[BEGIN]

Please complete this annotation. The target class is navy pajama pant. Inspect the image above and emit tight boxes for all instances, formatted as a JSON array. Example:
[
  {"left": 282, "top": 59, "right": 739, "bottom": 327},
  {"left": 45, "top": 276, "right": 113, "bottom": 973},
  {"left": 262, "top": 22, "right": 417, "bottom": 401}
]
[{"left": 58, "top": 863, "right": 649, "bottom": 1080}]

[END]

Work to do: Reproduce the entry above verbatim.

Solution for this exercise:
Please complete this annotation. The target class is navy pajama pant. Inspect the image above and emit tight boxes for all instances, formatted as a JSON array. Example:
[
  {"left": 282, "top": 59, "right": 739, "bottom": 327},
  {"left": 45, "top": 276, "right": 113, "bottom": 973},
  {"left": 262, "top": 22, "right": 417, "bottom": 401}
]
[{"left": 58, "top": 863, "right": 649, "bottom": 1080}]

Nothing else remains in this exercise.